Task goal: Across the listing that follows, work out how many lines carry the string "shirt". Provide that number and nothing else.
....
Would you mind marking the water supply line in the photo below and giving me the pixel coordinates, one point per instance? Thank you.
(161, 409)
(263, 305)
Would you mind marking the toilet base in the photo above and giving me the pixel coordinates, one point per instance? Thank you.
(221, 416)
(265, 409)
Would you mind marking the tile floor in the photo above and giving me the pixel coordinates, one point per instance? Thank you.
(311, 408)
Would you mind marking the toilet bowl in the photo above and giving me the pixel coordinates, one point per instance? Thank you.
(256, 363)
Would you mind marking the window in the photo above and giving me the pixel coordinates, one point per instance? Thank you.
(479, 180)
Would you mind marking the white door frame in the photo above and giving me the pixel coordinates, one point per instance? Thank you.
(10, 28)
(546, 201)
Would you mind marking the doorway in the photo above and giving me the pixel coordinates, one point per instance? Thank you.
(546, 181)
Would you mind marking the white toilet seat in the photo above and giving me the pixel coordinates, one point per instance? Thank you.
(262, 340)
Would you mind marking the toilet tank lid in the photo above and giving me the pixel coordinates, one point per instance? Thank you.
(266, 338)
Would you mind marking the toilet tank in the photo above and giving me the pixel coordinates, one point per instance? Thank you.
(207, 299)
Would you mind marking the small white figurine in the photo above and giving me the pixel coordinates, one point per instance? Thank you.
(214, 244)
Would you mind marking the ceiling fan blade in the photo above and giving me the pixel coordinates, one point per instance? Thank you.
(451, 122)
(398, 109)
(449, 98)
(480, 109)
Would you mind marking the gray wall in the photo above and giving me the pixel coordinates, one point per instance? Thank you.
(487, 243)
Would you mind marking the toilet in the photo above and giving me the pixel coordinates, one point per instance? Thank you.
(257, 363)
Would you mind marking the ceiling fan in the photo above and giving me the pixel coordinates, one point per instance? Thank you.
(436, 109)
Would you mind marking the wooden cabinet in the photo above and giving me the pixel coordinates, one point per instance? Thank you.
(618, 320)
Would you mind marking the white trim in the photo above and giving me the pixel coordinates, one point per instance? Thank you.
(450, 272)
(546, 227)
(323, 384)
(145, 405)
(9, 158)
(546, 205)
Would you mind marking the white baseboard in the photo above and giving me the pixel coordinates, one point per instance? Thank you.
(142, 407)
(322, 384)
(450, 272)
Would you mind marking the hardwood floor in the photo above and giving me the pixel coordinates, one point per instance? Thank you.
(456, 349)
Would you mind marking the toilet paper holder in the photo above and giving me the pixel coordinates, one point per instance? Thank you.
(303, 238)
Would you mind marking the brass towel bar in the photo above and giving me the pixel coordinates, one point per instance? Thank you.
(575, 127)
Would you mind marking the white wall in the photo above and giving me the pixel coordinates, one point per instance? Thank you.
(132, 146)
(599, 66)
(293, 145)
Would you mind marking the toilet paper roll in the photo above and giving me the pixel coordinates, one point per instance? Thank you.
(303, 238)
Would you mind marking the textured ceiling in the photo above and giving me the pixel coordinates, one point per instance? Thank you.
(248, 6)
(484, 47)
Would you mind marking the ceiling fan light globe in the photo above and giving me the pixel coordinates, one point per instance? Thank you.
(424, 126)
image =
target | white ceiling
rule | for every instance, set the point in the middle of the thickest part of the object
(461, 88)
....
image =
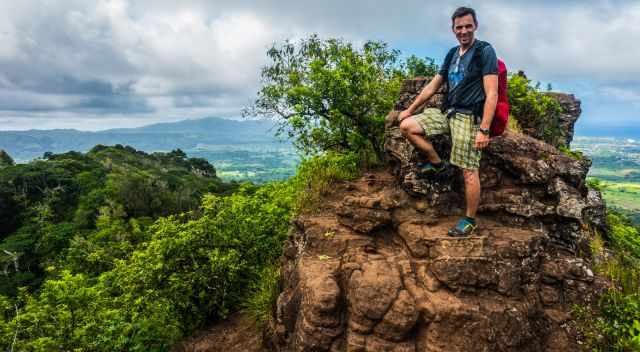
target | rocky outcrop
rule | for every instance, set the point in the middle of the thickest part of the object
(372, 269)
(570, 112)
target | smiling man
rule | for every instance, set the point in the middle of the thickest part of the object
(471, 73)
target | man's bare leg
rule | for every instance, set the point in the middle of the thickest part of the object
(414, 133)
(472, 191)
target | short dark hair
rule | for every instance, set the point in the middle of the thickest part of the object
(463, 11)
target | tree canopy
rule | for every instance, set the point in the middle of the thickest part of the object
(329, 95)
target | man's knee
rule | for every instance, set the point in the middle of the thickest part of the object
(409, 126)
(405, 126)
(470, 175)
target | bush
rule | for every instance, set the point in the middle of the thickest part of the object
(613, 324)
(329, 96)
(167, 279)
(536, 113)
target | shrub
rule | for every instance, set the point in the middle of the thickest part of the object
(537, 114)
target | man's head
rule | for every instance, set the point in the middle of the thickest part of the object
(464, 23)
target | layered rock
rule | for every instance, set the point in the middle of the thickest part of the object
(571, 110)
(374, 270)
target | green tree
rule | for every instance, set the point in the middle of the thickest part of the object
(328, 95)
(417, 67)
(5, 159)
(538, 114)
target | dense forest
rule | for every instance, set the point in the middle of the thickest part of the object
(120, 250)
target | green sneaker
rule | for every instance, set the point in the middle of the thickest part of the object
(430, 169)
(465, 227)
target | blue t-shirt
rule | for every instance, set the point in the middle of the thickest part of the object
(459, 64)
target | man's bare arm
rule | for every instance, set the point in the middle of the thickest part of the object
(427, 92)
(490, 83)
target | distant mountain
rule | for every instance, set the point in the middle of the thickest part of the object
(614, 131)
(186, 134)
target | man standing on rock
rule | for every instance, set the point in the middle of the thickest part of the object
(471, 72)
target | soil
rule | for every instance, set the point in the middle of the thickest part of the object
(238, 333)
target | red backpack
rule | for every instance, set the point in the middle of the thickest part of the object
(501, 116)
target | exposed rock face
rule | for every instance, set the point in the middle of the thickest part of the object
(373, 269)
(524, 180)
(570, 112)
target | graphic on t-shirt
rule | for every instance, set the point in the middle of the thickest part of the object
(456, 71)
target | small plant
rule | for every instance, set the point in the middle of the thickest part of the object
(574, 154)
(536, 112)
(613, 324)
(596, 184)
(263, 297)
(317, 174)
....
Task solution: 2